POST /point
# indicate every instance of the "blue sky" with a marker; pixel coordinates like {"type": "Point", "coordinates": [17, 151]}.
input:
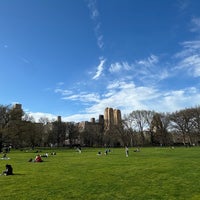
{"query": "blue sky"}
{"type": "Point", "coordinates": [74, 58]}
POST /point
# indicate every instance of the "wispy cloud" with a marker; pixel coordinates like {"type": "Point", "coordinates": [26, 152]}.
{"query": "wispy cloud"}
{"type": "Point", "coordinates": [189, 58]}
{"type": "Point", "coordinates": [94, 14]}
{"type": "Point", "coordinates": [100, 68]}
{"type": "Point", "coordinates": [117, 67]}
{"type": "Point", "coordinates": [195, 23]}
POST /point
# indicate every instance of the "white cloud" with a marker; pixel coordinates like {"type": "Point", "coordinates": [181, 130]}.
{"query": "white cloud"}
{"type": "Point", "coordinates": [150, 61]}
{"type": "Point", "coordinates": [93, 9]}
{"type": "Point", "coordinates": [63, 92]}
{"type": "Point", "coordinates": [117, 67]}
{"type": "Point", "coordinates": [94, 13]}
{"type": "Point", "coordinates": [83, 97]}
{"type": "Point", "coordinates": [38, 115]}
{"type": "Point", "coordinates": [99, 69]}
{"type": "Point", "coordinates": [195, 25]}
{"type": "Point", "coordinates": [189, 57]}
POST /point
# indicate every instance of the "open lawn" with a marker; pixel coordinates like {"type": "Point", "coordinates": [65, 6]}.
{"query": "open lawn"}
{"type": "Point", "coordinates": [154, 173]}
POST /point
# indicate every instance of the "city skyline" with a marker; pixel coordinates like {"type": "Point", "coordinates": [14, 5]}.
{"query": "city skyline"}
{"type": "Point", "coordinates": [75, 58]}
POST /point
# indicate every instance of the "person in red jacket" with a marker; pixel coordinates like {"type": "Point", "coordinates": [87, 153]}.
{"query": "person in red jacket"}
{"type": "Point", "coordinates": [38, 158]}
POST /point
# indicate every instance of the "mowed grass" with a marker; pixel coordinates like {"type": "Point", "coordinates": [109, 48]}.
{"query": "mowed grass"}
{"type": "Point", "coordinates": [153, 173]}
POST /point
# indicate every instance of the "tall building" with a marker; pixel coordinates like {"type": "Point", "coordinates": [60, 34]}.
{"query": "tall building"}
{"type": "Point", "coordinates": [111, 118]}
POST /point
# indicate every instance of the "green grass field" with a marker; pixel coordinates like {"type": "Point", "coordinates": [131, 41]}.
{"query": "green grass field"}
{"type": "Point", "coordinates": [153, 173]}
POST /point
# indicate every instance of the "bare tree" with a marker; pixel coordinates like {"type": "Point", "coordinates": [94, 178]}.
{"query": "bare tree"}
{"type": "Point", "coordinates": [159, 129]}
{"type": "Point", "coordinates": [139, 121]}
{"type": "Point", "coordinates": [183, 123]}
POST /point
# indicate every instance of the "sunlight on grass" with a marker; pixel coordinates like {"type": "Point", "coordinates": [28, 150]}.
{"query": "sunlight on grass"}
{"type": "Point", "coordinates": [153, 173]}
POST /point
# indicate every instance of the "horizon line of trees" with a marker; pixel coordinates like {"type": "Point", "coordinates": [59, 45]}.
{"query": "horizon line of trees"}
{"type": "Point", "coordinates": [138, 128]}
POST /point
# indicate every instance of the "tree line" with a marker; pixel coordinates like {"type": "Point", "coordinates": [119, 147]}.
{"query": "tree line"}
{"type": "Point", "coordinates": [138, 128]}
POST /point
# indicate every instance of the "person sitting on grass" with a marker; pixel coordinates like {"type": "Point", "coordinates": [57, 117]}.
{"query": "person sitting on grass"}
{"type": "Point", "coordinates": [8, 171]}
{"type": "Point", "coordinates": [38, 158]}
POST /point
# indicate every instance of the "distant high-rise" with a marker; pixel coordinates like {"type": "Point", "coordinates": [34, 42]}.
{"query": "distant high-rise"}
{"type": "Point", "coordinates": [112, 117]}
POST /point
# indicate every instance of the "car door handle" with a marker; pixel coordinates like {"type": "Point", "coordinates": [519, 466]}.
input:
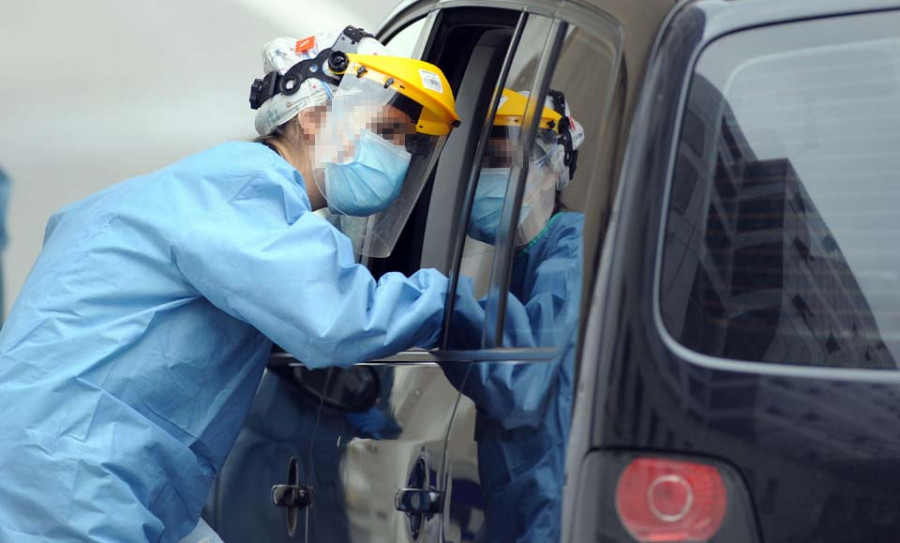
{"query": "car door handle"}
{"type": "Point", "coordinates": [292, 496]}
{"type": "Point", "coordinates": [417, 501]}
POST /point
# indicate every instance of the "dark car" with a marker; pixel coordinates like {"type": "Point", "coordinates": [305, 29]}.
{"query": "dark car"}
{"type": "Point", "coordinates": [715, 357]}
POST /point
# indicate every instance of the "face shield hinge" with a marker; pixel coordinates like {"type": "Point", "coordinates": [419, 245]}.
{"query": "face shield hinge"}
{"type": "Point", "coordinates": [354, 35]}
{"type": "Point", "coordinates": [564, 130]}
{"type": "Point", "coordinates": [289, 83]}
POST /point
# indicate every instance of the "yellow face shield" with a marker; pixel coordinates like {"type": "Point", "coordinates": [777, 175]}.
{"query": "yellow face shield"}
{"type": "Point", "coordinates": [379, 140]}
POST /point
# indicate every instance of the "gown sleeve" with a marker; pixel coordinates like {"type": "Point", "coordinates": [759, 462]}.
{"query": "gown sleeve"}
{"type": "Point", "coordinates": [545, 314]}
{"type": "Point", "coordinates": [294, 279]}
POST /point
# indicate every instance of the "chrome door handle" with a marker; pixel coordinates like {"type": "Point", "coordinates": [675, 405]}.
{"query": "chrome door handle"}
{"type": "Point", "coordinates": [417, 501]}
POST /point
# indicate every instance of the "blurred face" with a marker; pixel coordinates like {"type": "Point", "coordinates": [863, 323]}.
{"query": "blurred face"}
{"type": "Point", "coordinates": [393, 125]}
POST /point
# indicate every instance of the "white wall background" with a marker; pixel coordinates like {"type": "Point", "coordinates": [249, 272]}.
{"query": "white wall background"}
{"type": "Point", "coordinates": [96, 91]}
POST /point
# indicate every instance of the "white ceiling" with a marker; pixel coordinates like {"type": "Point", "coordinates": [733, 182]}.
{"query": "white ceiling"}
{"type": "Point", "coordinates": [97, 91]}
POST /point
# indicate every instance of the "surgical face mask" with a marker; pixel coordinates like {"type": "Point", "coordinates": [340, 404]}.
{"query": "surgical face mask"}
{"type": "Point", "coordinates": [488, 204]}
{"type": "Point", "coordinates": [370, 181]}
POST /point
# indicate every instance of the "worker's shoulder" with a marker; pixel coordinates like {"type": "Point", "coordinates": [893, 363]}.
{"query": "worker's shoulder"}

### Exercise prompt
Each line holding "shoulder" should be copied from the material above.

### Answer box
# indicate every instance of the "worker's shoulder" with a marker; pixel coordinates like {"type": "Point", "coordinates": [893, 363]}.
{"query": "worker's shoulder"}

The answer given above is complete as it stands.